### SELECTED PASSAGE
%%

My family has been using Apologia science texts for years. I have always been impressed by the ability of the authors to explain complex scientific facts in a very understandable and enjoyable way - not to mention, from a solid, biblical, Christian standpoint. I must say that this one has been one of my favorites so far - which is probably mostly just because of personal preference (I LOVE biology, especially the learning-about-animals-and-other-creatures department). Nonetheless, I feel like I gleaned a tremendous amount of knowledge from this book.
Now, to discuss this book further in a few different areas:
This book thoroughly discussed a great deal of biological topics. The book basically discusses the following things:
Overviewing a few important biology basics (Module 1)
Devoting a module each to Kingdoms Monera, Protista, and Fungi (Modules 2-4)
The nitty-gritty of biological chemistry and cellular structures (Modules 5-6)
The nature and specifics of reproduction, including discussion of DNA, Mendelian genetics, and how evolution is partially true (microevolution) and partially unconfirmed and inaccurate (macroevolution) (Modules 7-9)
Ecology (Module 10)
In-depth discussion of animals (Modules 11-13 & 16)
In-depth discussion of plants (Modules 14-15)
As you can probably tell, this book discusses biology rather thoroughly. Students will leave the text knowing a lot about life - both the fundamentals of it and specific creatures - and overall being equipped with a great understanding of biology that I assume would be good preparation for college.
There are a few specific points to make about the content of this book. First off, I would like to give Apologia a big THANK YOU for their honest discussion of vaccines. I know there are some in the conservative Christian community that think that vaccines are bad or cause some sort of brain damage...but frankly, there is no biblical OR scientific basis for such a proposition, as this book clearly shows.

%%

### RECORDED DATA

%%

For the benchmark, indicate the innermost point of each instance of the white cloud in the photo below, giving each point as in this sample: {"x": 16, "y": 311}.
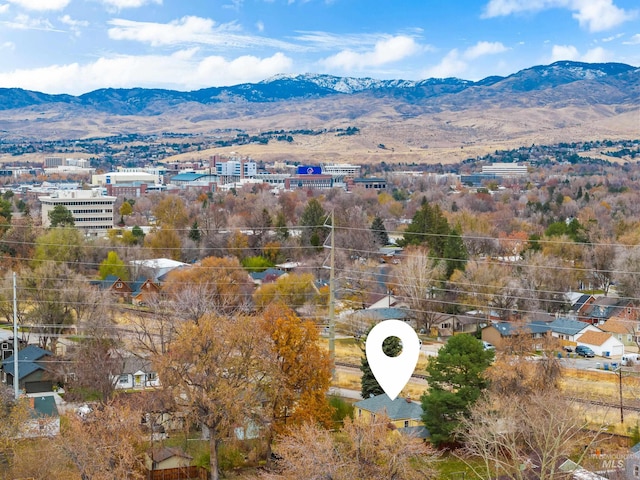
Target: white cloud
{"x": 564, "y": 52}
{"x": 484, "y": 48}
{"x": 596, "y": 55}
{"x": 384, "y": 52}
{"x": 120, "y": 4}
{"x": 180, "y": 70}
{"x": 595, "y": 15}
{"x": 189, "y": 30}
{"x": 569, "y": 52}
{"x": 450, "y": 66}
{"x": 634, "y": 40}
{"x": 74, "y": 25}
{"x": 25, "y": 22}
{"x": 41, "y": 5}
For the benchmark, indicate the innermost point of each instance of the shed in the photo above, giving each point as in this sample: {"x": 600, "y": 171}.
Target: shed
{"x": 602, "y": 343}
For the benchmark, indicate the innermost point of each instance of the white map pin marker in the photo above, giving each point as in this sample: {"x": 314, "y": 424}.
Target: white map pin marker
{"x": 392, "y": 373}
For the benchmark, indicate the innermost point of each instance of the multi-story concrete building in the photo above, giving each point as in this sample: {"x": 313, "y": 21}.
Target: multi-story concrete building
{"x": 92, "y": 211}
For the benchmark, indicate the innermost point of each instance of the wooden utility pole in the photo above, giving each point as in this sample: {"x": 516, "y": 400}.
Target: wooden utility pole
{"x": 332, "y": 298}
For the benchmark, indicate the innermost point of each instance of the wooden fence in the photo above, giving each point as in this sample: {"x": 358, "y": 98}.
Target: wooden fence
{"x": 184, "y": 473}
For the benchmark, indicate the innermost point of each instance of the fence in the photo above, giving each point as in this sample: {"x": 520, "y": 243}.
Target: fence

%%

### PROMPT A
Say whether each statement agrees with the biology book review, answering yes or no and quoting the words that settle it: (i) The reviewer's family has used Apologia science texts for years. (ii) Ecology is covered across several modules. (iii) The reviewer says there is a scientific basis for the claim that vaccines cause brain damage.
### PROMPT B
Answer from the biology book review:
(i) Which modules cover plants in depth?
(ii) Which three kingdoms each get their own module?
(iii) What does the reviewer thank Apologia for?
### PROMPT C
Write the next part of the biology book review, picking up after its last sentence.
The listing has nothing to do with the biology book review.

### RESPONSE A
(i) Yes: "My family has been using Apologia science texts for years."
(ii) No: "Ecology (Module 10)"
(iii) No: "there is no biblical OR scientific basis for such a proposition"

### RESPONSE B
(i) Modules 14-15
(ii) Monera, Protista, and Fungi
(iii) Their honest discussion of vaccines

### RESPONSE C
Also worthy of reviewing is this book's discussion of Charles Darwin in Module 9. First off, Dr. Wile ought to be commended for his debunking of the whole "Darwin-recanted-on-his-deathbed" myth. We'd all love to believe it's true, but there's no reason to think it is, as Wile clearly shows.
The section on Darwin makes some claims that some might see as a bit dubious. For example, it claims that Darwin was a "devout Christian" at one point; which, to a Calvinist like me, doesn't seem so true. It also claims that Darwin did "everything right" in terms of science and that he "was a careful, dedicated scientist"; which may or may not be true; I haven't researched much on the subject.
Overall, though, I think the section on Darwin was a good introduction on the man; perhaps best yet, the author shows from the man's life the harm that can come from putting one's faith in science and not the Bible - a lesson that many a man needs to learn today.
Overall, I think the content of this book was very good and informative. The book also includes On Your Own questions interspersed throughout the text, Study Guides, the occasional experiment (though not as many as previous books), and instructions for a few dissections.
The course is taught from the standpoint of Christian young earth creationism. Everything is interpreted from a biblical lens, which I deeply appreciated, and the text doesn't just say what the author believes, but why he believes it - which is, in my opinion, VERY valuable and important.
I must admit that part of my rating on understandability comes from the fact that I just understand biology better than some other subjects (including subjects within science). But overall, it's hard to deny that this book does a great job at explaining things so as to make them easily comprehensible. It did a VERY good job at explaining things. I only rarely got confused at all (mostly about chemistry and stuff, which isn't my strong suit anyway), and at that, the confusion was minor and mostly cleared up fast! Overall, a brilliant job!
I enjoyed this text almost as much as one can enjoy a textbook. Of course, as I have repeatedly stated, biology is something of a strong suit of mine and one of my very favorite subjects. Nonetheless, I think this text did an especially excellent job at being enjoyable. It made biology seem interesting in part because of all the credit it gave to the Creator of the universe, making creation seem beautiful and glorifying to God instead of just some mechanical processes you had to learn. Overall, this course was very fascinating and immensely enjoyable.
What more can I say, other than I love biology and that this text did an excellent job teaching it - and bringing glory to God in the process?
Signed, StoryMaker. "Gotta trust the kid's review!"